*** Opening of Exercise passage ***

The noble Baroness, Lady Howe of Idlicote, asked about the guidance. That has been paused until the NRM reform is implemented. We are using findings from the pilot, along with the recent report by the Work and Pensions Select Committee on support for victims and the 2014 Home Office review, to shape proposals for long-term reform of the NRM. Officials are now consulting widely with a range of stakeholders, and I value this opportunity to incorporate the views of Peers into this work. It has provided a further opportunity for us to reflect on the existing support and assistance we offer to victims, to consider how best to ensure that victims receive the support they need, and to debate what the long-term offer for victims should be.
On the first point, I am reassured that the assistance and support set out in the Bill broadly reflect the support already provided by the Government to potential victims. For example, all potential victims currently have access to safe accommodation, financial assistance, medical advice and treatment, counselling, a support worker, translation services, independent legal advice and support to return to their home country. Victims’ needs are complex and one size does not fit all. That is why, when victims come into support through the NRM, their individual needs are assessed and a tailored plan of support is put in place according to those needs. In terms of ensuring that victims have access to support, discussions are already in hand on the statutory guidance required under Section 49 of the Modern Slavery Act. This guidance will, as I say, be completed when reforms to the NRM have been confirmed but, in addition, the Government understand the importance of ensuring that the rights of victims are set on a legislative footing.
Section 50 of the Modern Slavery Act gives the Secretary of State the power to make regulations on the identification of and support for victims. I note that my noble friend’s Bill seeks to make exercising this power a requirement. I assure noble Lords that we are considering the most appropriate way to enshrine victims’ rights in the context of the NRM reform programme. Finally, to address the issue of long-term support, the Government are committed to supporting victims and helping them to rebuild their lives. However, I must be clear that the Government do not accept that all victims of modern slavery should automatically be granted one year’s leave: we take them on a case by case basis. It is critical to the Government that victims of modern slavery have options and are supported in considering their future, but we must not assume that all victims wish to remain in the UK. Indeed, many who have been trafficked to the UK would far rather be supported to return home with dignity.
Where leave to remain is granted it is normally for those who are supporting the police, those who need access to medical and counselling support that is not available in their home country, and those who are pursuing compensation for the exploitation they have suffered. Other victims of modern slavery will already have leave to remain in another capacity, and the Government are committed to supporting those who do not qualify for leave to remain to return to their country of origin to rebuild their lives.
The noble Baronesses, Lady Massey of Darwen and Lady Benjamin, talked about child victims, a subject not articulated in the Bill. Child victims of modern slavery receive support through local safeguarding structures, alongside other vulnerable children. However, the Government recognise that they have particular needs and that is why we are committed to rolling out independent child trafficking advocates nationally. We have also funded £2.2 million-worth of projects aimed specifically at supporting trafficked children and reducing their vulnerability to being exploited.

*** Close of Exercise passage ***

# Exercise 1:
Say whether each statement agrees with the speech on modern slavery victims, answering yes or no and quoting the deciding words. (a) The guidance has been paused until the NRM reform is implemented. (b) The Government accept that every victim of modern slavery should automatically receive one year's leave. (c) The Government have funded projects aimed specifically at supporting trafficked children.
# Exercise 2:
Reproduce the part of the speech on modern slavery victims starting at "The noble Baronesses, Lady" and ending at "to being exploited.".
The records play no part in this.

*** Opening of Given entries ***

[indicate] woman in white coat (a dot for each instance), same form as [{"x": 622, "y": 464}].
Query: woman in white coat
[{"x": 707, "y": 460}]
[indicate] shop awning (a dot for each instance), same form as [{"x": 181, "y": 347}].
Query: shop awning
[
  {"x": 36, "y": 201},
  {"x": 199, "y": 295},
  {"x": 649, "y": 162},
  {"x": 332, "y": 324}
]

*** Close of Given entries ***

# Final answer 1:
(a) Yes: "That has been paused until the NRM reform is implemented."
(b) No: "the Government do not accept that all victims of modern slavery should automatically be granted one year’s leave: we take them on a case by case basis."
(c) Yes: "We have also funded £2.2 million-worth of projects aimed specifically at supporting trafficked children and reducing their vulnerability to being exploited."

# Final answer 2:
The noble Baronesses, Lady Massey of Darwen and Lady Benjamin, talked about child victims, a subject not articulated in the Bill. Child victims of modern slavery receive support through local safeguarding structures, alongside other vulnerable children. However, the Government recognise that they have particular needs and that is why we are committed to rolling out independent child trafficking advocates nationally. We have also funded £2.2 million-worth of projects aimed specifically at supporting trafficked children and reducing their vulnerability to being exploited.